**Consegna**
Estrai dalle voci qui sotto tutte le righe che contengono la parola "organ", riportandole così come sono.

**Voci dei dati**
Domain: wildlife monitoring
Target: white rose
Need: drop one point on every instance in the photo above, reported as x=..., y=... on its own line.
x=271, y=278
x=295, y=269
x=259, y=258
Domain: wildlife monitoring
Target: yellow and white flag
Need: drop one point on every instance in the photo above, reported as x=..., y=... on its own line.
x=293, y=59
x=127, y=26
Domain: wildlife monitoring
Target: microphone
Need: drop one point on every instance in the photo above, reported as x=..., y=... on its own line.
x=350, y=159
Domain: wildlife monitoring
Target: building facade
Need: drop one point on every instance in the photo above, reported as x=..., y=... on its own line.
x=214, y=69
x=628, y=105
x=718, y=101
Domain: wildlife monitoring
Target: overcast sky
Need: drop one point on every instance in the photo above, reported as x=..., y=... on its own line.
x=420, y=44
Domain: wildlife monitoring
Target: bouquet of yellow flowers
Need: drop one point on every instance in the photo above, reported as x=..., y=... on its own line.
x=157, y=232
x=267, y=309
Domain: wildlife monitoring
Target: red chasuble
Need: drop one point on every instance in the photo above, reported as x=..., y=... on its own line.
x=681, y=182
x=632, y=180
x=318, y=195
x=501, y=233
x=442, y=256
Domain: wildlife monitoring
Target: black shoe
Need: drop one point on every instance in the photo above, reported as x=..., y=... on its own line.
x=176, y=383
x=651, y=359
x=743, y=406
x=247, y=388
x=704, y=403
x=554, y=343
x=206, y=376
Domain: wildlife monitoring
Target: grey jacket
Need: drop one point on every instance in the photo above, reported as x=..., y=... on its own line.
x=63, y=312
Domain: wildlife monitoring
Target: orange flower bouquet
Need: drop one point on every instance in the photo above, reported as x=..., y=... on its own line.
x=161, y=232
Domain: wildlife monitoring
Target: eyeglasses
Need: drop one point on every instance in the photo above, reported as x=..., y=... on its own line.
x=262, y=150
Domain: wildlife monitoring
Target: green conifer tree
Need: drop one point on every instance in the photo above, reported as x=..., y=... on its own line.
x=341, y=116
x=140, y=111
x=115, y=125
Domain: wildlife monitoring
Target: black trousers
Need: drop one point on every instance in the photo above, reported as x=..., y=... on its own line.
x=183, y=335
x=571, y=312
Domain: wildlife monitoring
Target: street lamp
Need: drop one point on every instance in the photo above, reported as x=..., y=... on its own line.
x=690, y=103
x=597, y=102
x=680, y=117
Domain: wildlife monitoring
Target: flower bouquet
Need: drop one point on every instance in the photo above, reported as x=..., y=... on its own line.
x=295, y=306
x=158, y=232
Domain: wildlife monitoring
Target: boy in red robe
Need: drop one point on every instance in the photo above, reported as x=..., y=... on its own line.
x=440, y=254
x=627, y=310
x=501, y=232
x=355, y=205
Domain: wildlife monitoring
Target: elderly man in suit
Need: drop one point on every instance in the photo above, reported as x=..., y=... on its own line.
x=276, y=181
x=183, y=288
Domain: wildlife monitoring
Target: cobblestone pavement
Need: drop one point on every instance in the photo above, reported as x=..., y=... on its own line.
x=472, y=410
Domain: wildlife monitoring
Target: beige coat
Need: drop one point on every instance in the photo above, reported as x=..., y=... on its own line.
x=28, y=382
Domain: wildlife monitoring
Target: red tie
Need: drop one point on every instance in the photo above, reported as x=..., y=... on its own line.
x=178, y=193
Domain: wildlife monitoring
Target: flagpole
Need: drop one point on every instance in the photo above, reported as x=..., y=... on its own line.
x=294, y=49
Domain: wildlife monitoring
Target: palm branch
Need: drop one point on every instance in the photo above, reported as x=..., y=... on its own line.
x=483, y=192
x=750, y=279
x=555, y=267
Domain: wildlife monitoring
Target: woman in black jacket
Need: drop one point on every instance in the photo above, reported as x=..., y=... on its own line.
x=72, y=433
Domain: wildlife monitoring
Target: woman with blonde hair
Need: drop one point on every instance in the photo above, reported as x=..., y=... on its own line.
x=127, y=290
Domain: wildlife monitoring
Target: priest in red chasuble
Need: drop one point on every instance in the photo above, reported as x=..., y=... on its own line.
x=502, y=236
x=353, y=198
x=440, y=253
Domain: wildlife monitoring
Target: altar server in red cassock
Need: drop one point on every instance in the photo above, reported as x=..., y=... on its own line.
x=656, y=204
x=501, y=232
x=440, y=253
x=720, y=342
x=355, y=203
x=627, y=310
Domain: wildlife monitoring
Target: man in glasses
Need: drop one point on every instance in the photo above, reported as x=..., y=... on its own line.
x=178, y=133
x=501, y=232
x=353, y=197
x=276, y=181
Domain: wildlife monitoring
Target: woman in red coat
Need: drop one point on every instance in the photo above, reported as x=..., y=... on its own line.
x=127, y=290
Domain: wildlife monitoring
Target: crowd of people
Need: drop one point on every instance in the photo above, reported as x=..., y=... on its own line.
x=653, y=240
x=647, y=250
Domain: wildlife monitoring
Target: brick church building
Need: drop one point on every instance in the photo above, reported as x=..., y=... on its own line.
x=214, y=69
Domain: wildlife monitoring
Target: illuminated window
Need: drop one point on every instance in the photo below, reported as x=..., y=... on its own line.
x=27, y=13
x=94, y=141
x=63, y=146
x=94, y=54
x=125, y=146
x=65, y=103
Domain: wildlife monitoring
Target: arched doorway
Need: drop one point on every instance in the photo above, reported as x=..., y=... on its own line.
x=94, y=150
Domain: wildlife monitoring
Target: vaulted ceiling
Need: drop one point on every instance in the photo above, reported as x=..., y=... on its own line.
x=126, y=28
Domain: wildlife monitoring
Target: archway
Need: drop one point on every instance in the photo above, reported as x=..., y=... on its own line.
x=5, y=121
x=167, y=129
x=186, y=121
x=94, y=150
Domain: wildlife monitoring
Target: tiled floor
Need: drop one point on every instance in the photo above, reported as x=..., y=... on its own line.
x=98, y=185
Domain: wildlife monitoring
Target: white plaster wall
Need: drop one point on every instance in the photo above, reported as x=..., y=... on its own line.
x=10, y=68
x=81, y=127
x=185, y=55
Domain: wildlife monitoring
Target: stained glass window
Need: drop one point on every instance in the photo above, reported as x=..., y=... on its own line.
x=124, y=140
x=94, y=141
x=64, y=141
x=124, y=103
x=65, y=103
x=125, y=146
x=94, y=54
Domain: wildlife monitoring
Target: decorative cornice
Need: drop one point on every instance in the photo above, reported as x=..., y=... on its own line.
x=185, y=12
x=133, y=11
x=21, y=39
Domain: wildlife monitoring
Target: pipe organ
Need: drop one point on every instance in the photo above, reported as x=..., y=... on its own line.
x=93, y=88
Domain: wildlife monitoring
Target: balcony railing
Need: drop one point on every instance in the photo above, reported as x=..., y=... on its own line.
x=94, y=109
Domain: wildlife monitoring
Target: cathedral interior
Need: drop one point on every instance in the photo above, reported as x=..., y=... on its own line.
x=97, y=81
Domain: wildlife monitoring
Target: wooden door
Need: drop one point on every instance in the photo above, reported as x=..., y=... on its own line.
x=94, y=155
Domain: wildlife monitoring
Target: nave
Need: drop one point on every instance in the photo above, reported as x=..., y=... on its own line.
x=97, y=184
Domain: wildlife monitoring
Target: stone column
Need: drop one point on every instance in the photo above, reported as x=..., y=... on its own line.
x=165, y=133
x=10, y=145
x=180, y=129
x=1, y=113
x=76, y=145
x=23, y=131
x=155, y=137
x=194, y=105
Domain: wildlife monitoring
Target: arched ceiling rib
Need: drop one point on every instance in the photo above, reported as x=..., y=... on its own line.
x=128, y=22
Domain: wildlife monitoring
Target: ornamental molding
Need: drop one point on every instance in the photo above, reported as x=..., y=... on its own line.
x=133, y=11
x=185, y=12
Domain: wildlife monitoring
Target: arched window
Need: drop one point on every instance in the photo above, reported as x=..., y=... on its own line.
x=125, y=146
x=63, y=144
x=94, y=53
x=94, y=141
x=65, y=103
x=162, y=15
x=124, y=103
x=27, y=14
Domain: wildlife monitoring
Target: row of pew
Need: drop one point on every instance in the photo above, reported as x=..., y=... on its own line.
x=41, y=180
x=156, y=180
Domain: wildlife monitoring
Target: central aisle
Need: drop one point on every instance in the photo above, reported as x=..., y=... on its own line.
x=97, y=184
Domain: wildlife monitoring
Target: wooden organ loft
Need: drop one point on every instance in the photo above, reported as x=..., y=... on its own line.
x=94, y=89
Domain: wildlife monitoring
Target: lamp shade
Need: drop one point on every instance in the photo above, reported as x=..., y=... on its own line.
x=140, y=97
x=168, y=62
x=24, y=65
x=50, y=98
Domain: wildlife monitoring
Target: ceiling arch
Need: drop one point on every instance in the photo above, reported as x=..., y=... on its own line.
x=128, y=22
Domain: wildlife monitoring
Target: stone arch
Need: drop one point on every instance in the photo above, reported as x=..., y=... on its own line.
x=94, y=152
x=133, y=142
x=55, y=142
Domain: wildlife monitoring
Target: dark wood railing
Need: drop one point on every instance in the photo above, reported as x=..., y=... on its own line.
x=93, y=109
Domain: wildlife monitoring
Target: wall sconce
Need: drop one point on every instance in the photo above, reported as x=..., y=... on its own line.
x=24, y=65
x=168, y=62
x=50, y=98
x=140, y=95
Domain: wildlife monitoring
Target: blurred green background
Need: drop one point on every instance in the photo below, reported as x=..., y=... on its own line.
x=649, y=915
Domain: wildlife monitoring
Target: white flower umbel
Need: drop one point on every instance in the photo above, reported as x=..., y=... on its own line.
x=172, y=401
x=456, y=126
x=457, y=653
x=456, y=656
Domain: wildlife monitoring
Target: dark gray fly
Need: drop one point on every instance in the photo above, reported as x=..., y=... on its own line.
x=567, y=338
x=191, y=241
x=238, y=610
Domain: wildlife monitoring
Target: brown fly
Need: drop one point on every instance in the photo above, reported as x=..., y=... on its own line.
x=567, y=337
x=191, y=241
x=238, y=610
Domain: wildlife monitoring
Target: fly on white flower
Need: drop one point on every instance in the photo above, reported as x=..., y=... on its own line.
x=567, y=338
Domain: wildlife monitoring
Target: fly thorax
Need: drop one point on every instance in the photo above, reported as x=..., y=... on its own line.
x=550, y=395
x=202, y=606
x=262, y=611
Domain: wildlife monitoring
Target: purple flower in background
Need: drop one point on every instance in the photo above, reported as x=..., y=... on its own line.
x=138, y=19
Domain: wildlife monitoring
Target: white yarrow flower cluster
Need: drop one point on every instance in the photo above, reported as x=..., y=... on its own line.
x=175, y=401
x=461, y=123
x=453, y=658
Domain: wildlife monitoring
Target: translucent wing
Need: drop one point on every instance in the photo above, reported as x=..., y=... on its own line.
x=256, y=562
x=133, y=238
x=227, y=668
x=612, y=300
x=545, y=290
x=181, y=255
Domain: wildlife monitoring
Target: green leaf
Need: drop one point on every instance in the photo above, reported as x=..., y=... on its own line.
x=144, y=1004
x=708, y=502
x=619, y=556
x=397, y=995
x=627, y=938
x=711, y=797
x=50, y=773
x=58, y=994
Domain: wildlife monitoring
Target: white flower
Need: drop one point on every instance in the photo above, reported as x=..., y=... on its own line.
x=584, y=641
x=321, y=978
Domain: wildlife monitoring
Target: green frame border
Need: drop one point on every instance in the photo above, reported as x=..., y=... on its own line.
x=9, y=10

**Esito del compito**
Target: pipe organ
Target: wooden organ loft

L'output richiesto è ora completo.